━━━━━ INPUT FOR THIS TASK ━━━━━

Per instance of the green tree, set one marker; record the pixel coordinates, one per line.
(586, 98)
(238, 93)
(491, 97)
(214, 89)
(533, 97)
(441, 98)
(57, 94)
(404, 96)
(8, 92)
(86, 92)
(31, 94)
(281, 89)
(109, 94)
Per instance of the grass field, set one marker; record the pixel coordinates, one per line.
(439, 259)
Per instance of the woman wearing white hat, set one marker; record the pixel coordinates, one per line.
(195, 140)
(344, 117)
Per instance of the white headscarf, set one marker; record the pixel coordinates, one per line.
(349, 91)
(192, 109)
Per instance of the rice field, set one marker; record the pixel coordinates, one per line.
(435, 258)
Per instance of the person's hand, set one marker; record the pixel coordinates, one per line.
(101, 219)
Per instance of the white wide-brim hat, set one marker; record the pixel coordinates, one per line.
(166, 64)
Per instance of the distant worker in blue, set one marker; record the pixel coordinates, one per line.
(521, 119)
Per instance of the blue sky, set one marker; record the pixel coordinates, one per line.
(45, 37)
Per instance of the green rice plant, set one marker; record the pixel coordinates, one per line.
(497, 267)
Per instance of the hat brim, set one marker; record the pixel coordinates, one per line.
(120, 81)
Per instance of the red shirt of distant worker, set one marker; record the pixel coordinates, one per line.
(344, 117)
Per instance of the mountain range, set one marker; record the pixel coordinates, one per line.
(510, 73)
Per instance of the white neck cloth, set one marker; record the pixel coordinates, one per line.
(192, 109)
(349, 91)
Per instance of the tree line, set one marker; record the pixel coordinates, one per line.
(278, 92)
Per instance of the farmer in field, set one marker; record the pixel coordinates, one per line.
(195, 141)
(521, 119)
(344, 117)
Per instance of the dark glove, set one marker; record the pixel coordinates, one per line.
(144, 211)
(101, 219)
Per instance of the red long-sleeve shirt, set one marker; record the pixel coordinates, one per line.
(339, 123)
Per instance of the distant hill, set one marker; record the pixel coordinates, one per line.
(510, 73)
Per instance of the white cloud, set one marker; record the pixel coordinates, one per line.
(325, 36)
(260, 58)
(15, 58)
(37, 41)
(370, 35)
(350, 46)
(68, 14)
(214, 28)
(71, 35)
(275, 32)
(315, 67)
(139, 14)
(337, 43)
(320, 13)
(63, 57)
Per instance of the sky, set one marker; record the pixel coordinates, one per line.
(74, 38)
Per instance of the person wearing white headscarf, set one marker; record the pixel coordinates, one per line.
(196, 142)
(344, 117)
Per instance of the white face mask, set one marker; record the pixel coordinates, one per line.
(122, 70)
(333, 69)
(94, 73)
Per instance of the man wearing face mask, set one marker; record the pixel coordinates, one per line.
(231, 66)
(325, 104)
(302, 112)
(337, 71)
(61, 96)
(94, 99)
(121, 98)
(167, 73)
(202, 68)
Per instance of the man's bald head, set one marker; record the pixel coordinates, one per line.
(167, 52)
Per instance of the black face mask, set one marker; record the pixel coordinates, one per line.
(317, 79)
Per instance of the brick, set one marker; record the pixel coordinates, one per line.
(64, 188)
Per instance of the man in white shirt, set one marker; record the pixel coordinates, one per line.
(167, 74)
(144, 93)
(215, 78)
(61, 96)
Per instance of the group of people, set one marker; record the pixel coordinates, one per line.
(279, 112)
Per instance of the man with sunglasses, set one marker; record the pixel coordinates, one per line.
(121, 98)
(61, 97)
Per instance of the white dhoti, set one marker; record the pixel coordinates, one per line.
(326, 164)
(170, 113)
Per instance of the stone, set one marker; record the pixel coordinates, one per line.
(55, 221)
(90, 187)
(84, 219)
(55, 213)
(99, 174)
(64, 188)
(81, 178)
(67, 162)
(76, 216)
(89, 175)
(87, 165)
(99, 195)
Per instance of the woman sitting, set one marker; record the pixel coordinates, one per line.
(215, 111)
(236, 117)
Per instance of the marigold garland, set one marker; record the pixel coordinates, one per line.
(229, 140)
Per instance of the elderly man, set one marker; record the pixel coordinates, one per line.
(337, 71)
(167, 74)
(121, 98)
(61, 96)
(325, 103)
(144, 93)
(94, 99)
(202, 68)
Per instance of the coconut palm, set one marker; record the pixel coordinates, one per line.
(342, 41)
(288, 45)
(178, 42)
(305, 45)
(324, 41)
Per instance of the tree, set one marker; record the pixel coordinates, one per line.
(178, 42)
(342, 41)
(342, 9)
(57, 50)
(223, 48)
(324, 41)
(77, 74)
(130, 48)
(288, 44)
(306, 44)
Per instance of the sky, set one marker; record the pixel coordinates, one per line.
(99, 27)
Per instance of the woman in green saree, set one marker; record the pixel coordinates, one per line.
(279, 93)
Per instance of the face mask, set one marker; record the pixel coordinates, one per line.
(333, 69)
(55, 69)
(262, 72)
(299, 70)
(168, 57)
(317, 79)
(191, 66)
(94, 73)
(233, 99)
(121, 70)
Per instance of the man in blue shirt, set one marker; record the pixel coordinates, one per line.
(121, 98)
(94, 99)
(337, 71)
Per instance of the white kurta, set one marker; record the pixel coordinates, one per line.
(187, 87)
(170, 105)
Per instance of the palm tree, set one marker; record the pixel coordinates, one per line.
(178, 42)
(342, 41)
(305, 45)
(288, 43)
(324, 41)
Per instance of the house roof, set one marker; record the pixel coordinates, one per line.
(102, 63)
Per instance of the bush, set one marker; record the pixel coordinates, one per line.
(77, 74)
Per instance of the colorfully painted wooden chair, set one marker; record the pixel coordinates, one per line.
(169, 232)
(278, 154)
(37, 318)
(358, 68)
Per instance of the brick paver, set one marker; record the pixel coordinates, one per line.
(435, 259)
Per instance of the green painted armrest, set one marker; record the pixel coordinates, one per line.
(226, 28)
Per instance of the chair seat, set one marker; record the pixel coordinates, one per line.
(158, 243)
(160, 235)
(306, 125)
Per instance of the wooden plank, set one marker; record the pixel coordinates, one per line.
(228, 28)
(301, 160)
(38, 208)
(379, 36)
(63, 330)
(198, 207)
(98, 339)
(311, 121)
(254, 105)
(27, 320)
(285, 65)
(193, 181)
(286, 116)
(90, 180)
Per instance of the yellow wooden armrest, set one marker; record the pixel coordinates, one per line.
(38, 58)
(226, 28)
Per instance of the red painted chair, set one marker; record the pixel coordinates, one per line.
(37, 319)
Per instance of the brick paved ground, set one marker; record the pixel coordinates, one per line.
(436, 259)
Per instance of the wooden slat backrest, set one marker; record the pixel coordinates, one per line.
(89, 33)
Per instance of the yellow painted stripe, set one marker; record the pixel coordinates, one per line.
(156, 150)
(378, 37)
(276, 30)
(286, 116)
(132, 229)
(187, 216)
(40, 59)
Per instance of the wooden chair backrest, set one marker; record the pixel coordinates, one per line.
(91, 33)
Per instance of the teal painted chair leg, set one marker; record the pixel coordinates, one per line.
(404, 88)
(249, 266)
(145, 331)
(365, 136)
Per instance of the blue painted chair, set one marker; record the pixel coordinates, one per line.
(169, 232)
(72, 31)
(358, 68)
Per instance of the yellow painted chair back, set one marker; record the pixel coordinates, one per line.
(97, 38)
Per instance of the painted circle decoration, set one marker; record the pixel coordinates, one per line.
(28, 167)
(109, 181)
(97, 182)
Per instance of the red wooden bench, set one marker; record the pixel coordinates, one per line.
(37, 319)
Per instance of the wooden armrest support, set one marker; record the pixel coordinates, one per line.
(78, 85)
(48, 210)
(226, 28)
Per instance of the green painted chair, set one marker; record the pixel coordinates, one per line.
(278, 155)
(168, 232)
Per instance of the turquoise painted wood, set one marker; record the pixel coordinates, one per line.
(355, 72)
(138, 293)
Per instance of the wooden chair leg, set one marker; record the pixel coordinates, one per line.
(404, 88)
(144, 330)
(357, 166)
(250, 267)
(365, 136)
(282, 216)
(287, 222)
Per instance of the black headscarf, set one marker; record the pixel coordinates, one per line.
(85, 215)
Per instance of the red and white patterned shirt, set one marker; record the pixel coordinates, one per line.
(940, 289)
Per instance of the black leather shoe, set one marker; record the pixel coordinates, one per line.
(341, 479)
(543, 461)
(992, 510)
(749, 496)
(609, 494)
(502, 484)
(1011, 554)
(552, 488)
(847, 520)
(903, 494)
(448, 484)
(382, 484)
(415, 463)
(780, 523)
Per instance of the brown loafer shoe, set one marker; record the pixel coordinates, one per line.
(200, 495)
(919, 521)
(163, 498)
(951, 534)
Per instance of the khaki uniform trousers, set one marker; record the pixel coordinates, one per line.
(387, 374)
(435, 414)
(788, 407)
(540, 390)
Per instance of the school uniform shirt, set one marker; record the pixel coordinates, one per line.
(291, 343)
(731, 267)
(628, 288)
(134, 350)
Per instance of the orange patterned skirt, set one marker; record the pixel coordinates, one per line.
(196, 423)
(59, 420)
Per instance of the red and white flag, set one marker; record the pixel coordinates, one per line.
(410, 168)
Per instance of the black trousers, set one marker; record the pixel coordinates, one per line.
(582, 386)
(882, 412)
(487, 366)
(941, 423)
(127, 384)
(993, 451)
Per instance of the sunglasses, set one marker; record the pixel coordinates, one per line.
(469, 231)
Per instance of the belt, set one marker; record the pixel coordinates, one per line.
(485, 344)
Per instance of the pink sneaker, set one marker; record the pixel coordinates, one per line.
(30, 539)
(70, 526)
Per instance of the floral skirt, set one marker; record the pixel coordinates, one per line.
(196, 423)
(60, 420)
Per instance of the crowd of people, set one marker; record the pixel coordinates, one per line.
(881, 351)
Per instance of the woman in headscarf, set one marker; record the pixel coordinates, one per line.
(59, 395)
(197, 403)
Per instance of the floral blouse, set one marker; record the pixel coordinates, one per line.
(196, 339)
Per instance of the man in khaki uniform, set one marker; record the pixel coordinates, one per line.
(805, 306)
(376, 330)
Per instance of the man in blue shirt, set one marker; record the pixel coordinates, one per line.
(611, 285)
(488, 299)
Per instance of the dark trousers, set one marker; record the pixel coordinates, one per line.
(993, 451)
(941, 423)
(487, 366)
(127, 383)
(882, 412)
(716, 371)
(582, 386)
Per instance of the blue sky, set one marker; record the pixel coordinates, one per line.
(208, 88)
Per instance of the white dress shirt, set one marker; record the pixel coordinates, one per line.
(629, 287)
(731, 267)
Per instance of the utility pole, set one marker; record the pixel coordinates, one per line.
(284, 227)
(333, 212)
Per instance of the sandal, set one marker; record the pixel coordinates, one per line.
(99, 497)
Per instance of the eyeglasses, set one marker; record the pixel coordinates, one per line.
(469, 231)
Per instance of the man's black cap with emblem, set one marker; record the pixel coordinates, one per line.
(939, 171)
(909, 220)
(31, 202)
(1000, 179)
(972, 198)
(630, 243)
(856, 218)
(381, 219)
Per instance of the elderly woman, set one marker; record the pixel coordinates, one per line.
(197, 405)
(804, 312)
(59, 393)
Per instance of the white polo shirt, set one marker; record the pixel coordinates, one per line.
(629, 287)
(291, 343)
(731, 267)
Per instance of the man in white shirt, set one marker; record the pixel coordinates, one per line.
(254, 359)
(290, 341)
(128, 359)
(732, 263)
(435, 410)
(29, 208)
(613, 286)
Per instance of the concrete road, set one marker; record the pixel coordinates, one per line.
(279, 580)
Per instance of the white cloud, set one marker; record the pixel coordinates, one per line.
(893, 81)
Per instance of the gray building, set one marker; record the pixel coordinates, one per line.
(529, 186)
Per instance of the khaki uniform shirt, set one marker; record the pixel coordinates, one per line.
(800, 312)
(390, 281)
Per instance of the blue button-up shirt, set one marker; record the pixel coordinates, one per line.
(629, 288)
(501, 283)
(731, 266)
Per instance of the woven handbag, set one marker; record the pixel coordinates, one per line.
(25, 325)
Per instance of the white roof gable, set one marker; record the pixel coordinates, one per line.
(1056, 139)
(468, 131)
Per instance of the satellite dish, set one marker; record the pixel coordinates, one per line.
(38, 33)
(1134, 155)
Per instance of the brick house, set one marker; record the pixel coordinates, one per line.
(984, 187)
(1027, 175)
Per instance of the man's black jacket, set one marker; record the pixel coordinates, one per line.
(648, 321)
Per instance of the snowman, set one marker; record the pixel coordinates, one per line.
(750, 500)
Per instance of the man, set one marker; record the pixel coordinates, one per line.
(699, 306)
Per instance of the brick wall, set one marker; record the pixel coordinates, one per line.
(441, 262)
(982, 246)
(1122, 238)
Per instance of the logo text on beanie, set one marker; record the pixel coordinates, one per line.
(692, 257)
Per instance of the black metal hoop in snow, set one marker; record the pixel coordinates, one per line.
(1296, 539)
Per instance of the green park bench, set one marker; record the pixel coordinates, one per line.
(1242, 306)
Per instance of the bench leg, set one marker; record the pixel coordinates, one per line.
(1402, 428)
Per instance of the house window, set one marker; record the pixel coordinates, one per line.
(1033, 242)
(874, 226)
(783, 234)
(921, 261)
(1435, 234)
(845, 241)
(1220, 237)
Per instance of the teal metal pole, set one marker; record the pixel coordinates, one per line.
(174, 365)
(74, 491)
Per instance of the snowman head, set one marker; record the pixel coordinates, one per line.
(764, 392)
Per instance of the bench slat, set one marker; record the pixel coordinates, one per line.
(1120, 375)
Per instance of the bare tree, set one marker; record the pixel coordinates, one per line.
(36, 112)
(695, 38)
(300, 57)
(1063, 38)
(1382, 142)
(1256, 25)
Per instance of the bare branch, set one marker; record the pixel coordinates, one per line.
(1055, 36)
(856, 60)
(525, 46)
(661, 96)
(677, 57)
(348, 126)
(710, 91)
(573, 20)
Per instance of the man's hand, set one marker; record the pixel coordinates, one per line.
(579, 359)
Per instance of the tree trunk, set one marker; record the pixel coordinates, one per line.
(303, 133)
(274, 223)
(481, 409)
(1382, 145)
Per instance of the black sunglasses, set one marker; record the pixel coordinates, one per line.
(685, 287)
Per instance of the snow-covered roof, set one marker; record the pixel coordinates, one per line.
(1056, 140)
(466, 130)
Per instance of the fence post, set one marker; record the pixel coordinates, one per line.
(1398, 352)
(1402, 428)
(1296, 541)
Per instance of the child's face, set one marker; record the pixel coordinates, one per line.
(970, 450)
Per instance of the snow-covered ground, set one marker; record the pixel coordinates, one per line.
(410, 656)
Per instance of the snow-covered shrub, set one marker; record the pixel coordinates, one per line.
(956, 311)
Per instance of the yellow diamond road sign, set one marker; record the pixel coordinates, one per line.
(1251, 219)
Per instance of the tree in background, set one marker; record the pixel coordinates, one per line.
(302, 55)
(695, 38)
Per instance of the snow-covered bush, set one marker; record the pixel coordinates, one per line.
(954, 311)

━━━━━

**EXERCISE OBJECTIVE**: Reproduce, with both ends included, the lines from the one holding "Per instance of the yellow diamond" to the end of the records above.

**YOUR SOLUTION**:
Per instance of the yellow diamond road sign, set one marker; record the pixel coordinates, one per line.
(1251, 219)
Per instance of the tree in background, set one marker; record the pixel coordinates, one per line.
(302, 55)
(695, 38)
Per instance of the snow-covered bush, set one marker; record the pixel coordinates, one per line.
(954, 311)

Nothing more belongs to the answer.